Extracted text —
+-------+
“You Got Mail” via iPhone. I’ll add you to my contacts.
“Voicemails for Isabelle” is not only a “You Got Mail” romcom made for the 2020s, but it’s also the better Netflix movie of the genre than the Jennifer Lopez bomb “Office Romance.” Even the main heroine has a fantasy that someone is going to sit down next to her like she’s Meg Ryan, so, this movie knows it’s reminding people about another movie.
It’s also another case that romcoms still can thrive, even by today’s standards. Some people still follow Capra material, some want challenges, and some can read between the lines. I must be following all these elements as I’m watching “Voicemails for Isabelle,” and if that’s the case, I’m glad I am.
We begin with some high spirits to the tune of Robyn’s “Dancing On My Own,” which is the favorite song of the main heroine Jill (Zoey Deutch) and her CF patient sister Isabelle or Izzy (Ciara Bravo) for short. She dreams of being a major culinary chef making dessert tacos, which is why she struggles to impress her American Gordon Ramsay boss Chef Bastien (Nick Offerman), who periodically pulls off fake French accents. And the younger sister has been thriving through her condition, and even using jokes to liven Jill’s spirits, until her unexpected death.
+-------+
Data for analysis —
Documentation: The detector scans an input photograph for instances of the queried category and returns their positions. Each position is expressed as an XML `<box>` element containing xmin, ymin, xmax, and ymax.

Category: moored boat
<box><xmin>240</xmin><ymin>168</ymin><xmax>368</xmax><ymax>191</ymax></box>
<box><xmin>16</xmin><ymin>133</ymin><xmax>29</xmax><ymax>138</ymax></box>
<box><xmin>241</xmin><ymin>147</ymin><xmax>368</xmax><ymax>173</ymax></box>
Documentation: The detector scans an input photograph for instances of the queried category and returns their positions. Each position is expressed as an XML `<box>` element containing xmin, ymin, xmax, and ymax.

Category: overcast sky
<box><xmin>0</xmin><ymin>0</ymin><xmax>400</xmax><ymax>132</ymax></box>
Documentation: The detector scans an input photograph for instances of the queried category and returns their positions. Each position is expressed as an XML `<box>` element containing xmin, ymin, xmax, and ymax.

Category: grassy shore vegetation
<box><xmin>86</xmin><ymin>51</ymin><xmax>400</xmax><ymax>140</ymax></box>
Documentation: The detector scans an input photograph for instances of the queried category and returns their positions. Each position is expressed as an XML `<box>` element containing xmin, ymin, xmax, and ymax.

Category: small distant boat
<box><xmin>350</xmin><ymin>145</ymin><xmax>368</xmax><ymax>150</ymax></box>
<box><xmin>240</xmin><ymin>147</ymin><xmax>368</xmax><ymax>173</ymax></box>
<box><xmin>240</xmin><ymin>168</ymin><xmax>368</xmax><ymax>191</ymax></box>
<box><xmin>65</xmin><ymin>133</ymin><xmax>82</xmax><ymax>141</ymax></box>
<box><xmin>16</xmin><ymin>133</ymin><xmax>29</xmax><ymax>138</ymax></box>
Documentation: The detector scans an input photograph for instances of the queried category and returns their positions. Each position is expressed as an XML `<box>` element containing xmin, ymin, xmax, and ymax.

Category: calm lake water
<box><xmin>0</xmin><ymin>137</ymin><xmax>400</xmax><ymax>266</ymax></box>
+-------+
Required work — Reproduce word for word the part of the "Voicemails for Isabelle" review that begins at the words "We begin with" and stops after "her unexpected death.".

Response area —
We begin with some high spirits to the tune of Robyn’s “Dancing On My Own,” which is the favorite song of the main heroine Jill (Zoey Deutch) and her CF patient sister Isabelle or Izzy (Ciara Bravo) for short. She dreams of being a major culinary chef making dessert tacos, which is why she struggles to impress her American Gordon Ramsay boss Chef Bastien (Nick Offerman), who periodically pulls off fake French accents. And the younger sister has been thriving through her condition, and even using jokes to liven Jill’s spirits, until her unexpected death.